Yes, hospitals in crisis should consider vaccination status
Physicians are taught to treat their patients with compassion. The patient who needs dialysis due to lifestyle choices should be treated just as kindly as the one whose diabetes is hereditary. It’s not the physician’s place to judge. Until it is.
Physicians must ration organs based on the ability of patients to fly to transplant centers on short notice. They ration detox beds based on insurance coverage. And in times of crisis, such as during a pandemic, they ration care to patients.
It is in these moments that we must ask: Is it fair to treat the person who chose to remain unvaccinated the same as someone who got the shot? Of course not.
So far during the pandemic, physicians have practiced “soft” rationing — often unjustly. For example, at some nursing homes hit by COVID-19, long-term care residents with the virus were never transferred to intensive care beds at hospitals. In some hospitals, low supplies of medications meant they were given sparingly. Nurses’ time at the bedside was slashed.
But now, in places with low vaccination rates, these forms of rationing are no longer enough. In Idaho, the governor recently activated the state’s “crisis standards of care” for the first time. Alaska has as well, and Utah is also on the brink of doing so.

* TASK INSTRUCTIONS *
[A] Can you condense the paragraph of the article on vaccination status that begins "So far during the pandemic" into a shorter version that keeps its main facts?
[B] Will you copy the article on vaccination status word for word from "Yes, hospitals in" up to and including "Until it is."?

[Natural-language object grounding data]
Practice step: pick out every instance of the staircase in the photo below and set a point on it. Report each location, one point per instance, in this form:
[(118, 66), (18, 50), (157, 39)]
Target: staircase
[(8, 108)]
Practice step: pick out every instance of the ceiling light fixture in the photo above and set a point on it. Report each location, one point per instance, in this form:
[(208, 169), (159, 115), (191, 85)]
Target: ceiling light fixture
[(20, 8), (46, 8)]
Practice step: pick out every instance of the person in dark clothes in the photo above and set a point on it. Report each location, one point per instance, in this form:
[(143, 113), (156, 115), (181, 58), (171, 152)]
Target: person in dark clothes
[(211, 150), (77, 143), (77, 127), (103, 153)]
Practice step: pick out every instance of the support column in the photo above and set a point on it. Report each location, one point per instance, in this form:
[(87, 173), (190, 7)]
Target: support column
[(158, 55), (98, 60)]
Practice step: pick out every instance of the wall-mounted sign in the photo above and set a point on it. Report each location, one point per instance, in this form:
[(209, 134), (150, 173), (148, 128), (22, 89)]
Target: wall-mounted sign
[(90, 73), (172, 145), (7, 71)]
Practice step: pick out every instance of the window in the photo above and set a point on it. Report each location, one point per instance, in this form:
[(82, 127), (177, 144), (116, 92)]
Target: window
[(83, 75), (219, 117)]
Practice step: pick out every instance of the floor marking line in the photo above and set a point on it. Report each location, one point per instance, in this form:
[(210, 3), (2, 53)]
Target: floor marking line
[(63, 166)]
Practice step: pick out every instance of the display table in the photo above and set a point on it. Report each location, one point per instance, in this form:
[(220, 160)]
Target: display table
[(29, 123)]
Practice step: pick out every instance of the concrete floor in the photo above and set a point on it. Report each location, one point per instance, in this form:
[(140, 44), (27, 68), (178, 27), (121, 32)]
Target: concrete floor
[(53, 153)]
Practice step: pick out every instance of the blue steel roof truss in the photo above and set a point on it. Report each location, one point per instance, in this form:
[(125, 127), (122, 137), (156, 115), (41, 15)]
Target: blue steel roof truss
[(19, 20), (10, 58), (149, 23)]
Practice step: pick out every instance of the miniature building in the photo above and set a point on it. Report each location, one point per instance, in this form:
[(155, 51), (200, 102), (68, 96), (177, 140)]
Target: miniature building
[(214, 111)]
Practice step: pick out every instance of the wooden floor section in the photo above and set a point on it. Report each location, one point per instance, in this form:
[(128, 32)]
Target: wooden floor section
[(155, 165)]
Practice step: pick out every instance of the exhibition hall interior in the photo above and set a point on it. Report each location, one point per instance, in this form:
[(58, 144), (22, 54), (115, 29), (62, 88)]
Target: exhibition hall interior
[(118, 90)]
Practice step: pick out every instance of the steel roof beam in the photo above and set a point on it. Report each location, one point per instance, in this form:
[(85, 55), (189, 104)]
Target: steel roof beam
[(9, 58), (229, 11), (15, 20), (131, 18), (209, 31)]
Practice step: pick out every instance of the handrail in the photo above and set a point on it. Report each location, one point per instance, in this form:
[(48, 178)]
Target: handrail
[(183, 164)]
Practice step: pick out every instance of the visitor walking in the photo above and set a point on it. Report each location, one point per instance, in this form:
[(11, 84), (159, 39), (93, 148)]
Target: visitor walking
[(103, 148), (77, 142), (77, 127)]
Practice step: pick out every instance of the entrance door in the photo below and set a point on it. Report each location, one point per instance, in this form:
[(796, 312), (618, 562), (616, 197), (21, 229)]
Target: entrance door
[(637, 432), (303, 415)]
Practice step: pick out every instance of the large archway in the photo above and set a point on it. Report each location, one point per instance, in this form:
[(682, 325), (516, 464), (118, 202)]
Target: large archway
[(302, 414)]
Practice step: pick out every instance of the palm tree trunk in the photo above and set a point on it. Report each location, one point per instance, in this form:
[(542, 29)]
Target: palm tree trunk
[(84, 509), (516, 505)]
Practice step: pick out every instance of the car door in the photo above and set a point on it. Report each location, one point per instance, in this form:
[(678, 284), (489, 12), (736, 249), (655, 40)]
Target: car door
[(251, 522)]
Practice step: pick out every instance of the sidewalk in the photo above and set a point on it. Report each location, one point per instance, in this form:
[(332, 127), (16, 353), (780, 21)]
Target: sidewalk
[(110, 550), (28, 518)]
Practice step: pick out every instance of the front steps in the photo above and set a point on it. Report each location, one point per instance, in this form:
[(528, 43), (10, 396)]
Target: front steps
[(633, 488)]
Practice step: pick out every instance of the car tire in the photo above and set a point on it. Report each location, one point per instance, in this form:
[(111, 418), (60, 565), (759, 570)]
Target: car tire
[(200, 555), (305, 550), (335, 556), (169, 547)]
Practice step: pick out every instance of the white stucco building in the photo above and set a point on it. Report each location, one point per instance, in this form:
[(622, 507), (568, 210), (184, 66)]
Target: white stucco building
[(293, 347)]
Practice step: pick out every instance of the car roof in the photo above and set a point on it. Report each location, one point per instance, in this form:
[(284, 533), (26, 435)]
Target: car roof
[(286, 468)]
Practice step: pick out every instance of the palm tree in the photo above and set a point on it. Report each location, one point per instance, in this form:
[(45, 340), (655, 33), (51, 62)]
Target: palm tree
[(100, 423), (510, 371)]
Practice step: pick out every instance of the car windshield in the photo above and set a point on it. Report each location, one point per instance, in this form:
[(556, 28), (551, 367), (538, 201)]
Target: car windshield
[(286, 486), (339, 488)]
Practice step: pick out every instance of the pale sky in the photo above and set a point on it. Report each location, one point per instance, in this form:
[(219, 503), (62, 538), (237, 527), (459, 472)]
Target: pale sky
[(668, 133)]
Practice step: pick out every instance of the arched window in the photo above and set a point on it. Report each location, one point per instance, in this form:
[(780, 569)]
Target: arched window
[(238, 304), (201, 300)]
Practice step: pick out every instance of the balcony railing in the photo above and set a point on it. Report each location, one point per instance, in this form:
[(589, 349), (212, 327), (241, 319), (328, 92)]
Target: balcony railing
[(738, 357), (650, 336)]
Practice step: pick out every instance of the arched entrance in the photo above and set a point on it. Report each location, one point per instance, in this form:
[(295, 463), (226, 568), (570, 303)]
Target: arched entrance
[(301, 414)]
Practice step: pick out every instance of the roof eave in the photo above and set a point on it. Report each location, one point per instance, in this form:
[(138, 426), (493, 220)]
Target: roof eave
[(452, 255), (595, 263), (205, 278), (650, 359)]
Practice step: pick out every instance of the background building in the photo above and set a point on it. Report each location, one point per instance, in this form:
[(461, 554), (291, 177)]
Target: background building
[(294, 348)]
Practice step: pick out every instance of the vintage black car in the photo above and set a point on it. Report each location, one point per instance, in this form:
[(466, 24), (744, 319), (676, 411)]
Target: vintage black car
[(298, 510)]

* ANSWERS TO THE EXERCISES *
[A] During the pandemic, physicians have practiced "soft" rationing, often unjustly. Some nursing homes hit by COVID-19 never transferred long-term care residents with the virus to hospital intensive care beds. Some hospitals gave scarce medications sparingly, and nurses' bedside time was slashed.

[B]
Yes, hospitals in crisis should consider vaccination status
Physicians are taught to treat their patients with compassion. The patient who needs dialysis due to lifestyle choices should be treated just as kindly as the one whose diabetes is hereditary. It’s not the physician’s place to judge. Until it is.